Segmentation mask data
================

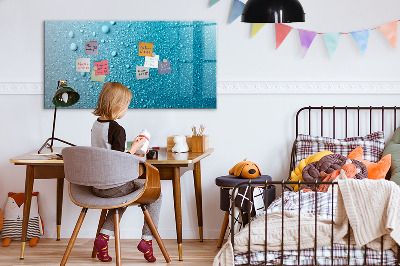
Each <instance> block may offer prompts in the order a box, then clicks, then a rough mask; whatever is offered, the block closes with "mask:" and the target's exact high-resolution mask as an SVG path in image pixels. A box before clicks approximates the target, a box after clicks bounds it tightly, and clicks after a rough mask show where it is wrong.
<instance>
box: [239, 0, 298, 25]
mask: <svg viewBox="0 0 400 266" xmlns="http://www.w3.org/2000/svg"><path fill="white" fill-rule="evenodd" d="M242 22H249V23H290V22H304V10H303V7H302V6H301V4H300V2H299V1H298V0H249V1H247V3H246V4H245V6H244V8H243V13H242Z"/></svg>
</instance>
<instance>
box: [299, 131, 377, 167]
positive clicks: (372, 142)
mask: <svg viewBox="0 0 400 266" xmlns="http://www.w3.org/2000/svg"><path fill="white" fill-rule="evenodd" d="M295 145H296V148H295V152H296V156H295V159H296V165H298V164H299V162H300V161H301V160H302V159H305V158H307V157H308V156H310V155H313V154H315V153H317V152H320V151H323V150H329V151H331V152H333V153H338V154H341V155H343V156H346V157H347V155H349V153H350V152H351V151H352V150H354V149H355V148H357V146H361V147H362V149H363V151H364V159H365V160H367V161H370V162H378V161H379V160H380V158H381V156H382V152H383V149H384V148H385V140H384V135H383V131H378V132H374V133H371V134H369V135H366V136H364V137H352V138H345V139H333V138H329V137H318V136H310V135H303V134H299V135H298V136H297V139H296V144H295Z"/></svg>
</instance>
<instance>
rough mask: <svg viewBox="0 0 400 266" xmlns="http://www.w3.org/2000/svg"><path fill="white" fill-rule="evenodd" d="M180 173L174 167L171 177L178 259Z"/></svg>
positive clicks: (179, 226)
mask: <svg viewBox="0 0 400 266" xmlns="http://www.w3.org/2000/svg"><path fill="white" fill-rule="evenodd" d="M180 179H181V174H180V170H179V167H174V178H173V179H172V185H173V191H174V207H175V223H176V234H177V242H178V253H179V260H182V205H181V180H180Z"/></svg>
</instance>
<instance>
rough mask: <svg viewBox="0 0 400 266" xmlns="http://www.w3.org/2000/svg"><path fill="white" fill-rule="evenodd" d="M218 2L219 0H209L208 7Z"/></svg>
mask: <svg viewBox="0 0 400 266" xmlns="http://www.w3.org/2000/svg"><path fill="white" fill-rule="evenodd" d="M218 2H219V0H210V5H209V6H208V7H212V6H213V5H215V4H216V3H218Z"/></svg>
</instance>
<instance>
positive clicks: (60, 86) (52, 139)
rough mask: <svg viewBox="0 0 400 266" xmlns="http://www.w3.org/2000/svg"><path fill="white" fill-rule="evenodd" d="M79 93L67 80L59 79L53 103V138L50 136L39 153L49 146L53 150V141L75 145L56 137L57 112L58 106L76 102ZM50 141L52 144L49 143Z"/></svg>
mask: <svg viewBox="0 0 400 266" xmlns="http://www.w3.org/2000/svg"><path fill="white" fill-rule="evenodd" d="M79 97H80V96H79V94H78V93H77V92H76V91H75V90H74V89H73V88H71V87H69V86H67V81H66V80H59V81H58V86H57V90H56V92H55V93H54V96H53V104H54V117H53V131H52V133H51V138H48V139H47V140H46V141H45V143H44V144H43V145H42V147H41V148H40V149H39V151H38V153H40V152H41V151H42V150H43V148H45V147H47V148H50V150H51V151H52V152H53V141H54V140H58V141H60V142H62V143H65V144H68V145H70V146H75V145H74V144H72V143H69V142H67V141H65V140H62V139H59V138H55V137H54V130H55V127H56V114H57V107H68V106H72V105H74V104H76V103H77V102H78V100H79ZM49 141H51V142H50V144H49Z"/></svg>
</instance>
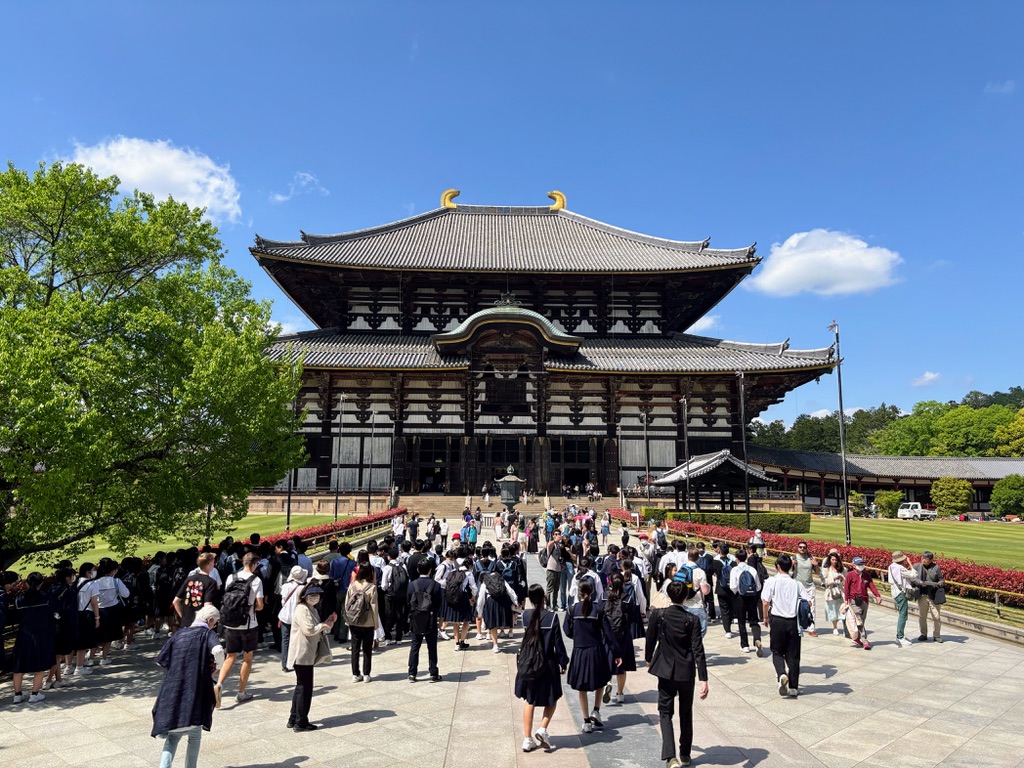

================

→ **Exercise aim**:
Return the entries above exactly, skipping any images.

→ **Solution to the problem**:
Each <instance> block may offer prompts in the order a box, then clicks, then a rough mask; whatever is offered, the block closes with "mask:" and the target's exact high-resolution mask as an SVG path in image pixels. A box before clicks approximates the target, a box after clicks bounds it tightly, and clicks after a rough mask show where it is wrong.
<instance>
box: [239, 0, 298, 25]
mask: <svg viewBox="0 0 400 266" xmlns="http://www.w3.org/2000/svg"><path fill="white" fill-rule="evenodd" d="M242 22H249V23H290V22H304V10H303V7H302V6H301V4H300V2H299V1H298V0H249V1H247V3H246V4H245V6H244V8H243V13H242Z"/></svg>
</instance>
<instance>
box: [299, 131, 377, 167]
positive clicks: (372, 142)
mask: <svg viewBox="0 0 400 266" xmlns="http://www.w3.org/2000/svg"><path fill="white" fill-rule="evenodd" d="M295 145H296V148H295V152H296V156H295V159H296V165H298V164H299V162H300V161H301V160H302V159H305V158H307V157H308V156H310V155H313V154H315V153H317V152H320V151H323V150H329V151H331V152H333V153H338V154H341V155H343V156H346V157H347V155H349V153H350V152H351V151H352V150H354V149H355V148H357V146H361V147H362V149H363V151H364V159H365V160H367V161H370V162H378V161H379V160H380V158H381V156H382V152H383V149H384V148H385V140H384V135H383V131H378V132H374V133H371V134H369V135H366V136H364V137H352V138H345V139H333V138H329V137H318V136H310V135H303V134H299V135H298V136H297V139H296V144H295Z"/></svg>
</instance>
<instance>
rough mask: <svg viewBox="0 0 400 266" xmlns="http://www.w3.org/2000/svg"><path fill="white" fill-rule="evenodd" d="M180 173L174 167L171 177L178 259Z"/></svg>
positive clicks: (179, 226)
mask: <svg viewBox="0 0 400 266" xmlns="http://www.w3.org/2000/svg"><path fill="white" fill-rule="evenodd" d="M180 179H181V174H180V170H179V167H174V178H173V179H172V185H173V191H174V207H175V223H176V234H177V242H178V253H179V260H182V205H181V180H180Z"/></svg>
</instance>
<instance>
rough mask: <svg viewBox="0 0 400 266" xmlns="http://www.w3.org/2000/svg"><path fill="white" fill-rule="evenodd" d="M218 2L219 0H209L208 7Z"/></svg>
mask: <svg viewBox="0 0 400 266" xmlns="http://www.w3.org/2000/svg"><path fill="white" fill-rule="evenodd" d="M218 2H219V0H210V5H209V6H208V7H212V6H213V5H215V4H216V3H218Z"/></svg>
</instance>
<instance>
positive clicks: (60, 86) (52, 139)
rough mask: <svg viewBox="0 0 400 266" xmlns="http://www.w3.org/2000/svg"><path fill="white" fill-rule="evenodd" d="M79 93L67 80L59 79L53 103V138L50 136L39 153L49 146L53 150V141L75 145L56 137L57 112L58 106L76 102ZM50 141L52 144L49 143Z"/></svg>
mask: <svg viewBox="0 0 400 266" xmlns="http://www.w3.org/2000/svg"><path fill="white" fill-rule="evenodd" d="M79 97H80V96H79V94H78V93H77V92H76V91H75V90H74V89H73V88H71V87H69V86H67V81H66V80H59V81H58V86H57V90H56V92H55V93H54V96H53V104H54V117H53V131H52V133H51V138H48V139H47V140H46V141H45V143H44V144H43V145H42V147H41V148H40V149H39V151H38V153H40V152H41V151H42V150H43V148H45V147H47V148H50V150H51V151H52V152H53V141H54V140H58V141H60V142H62V143H65V144H68V145H70V146H75V145H74V144H72V143H69V142H67V141H65V140H62V139H59V138H55V137H54V130H55V127H56V114H57V107H68V106H72V105H74V104H76V103H77V102H78V100H79ZM49 141H51V142H50V144H49Z"/></svg>
</instance>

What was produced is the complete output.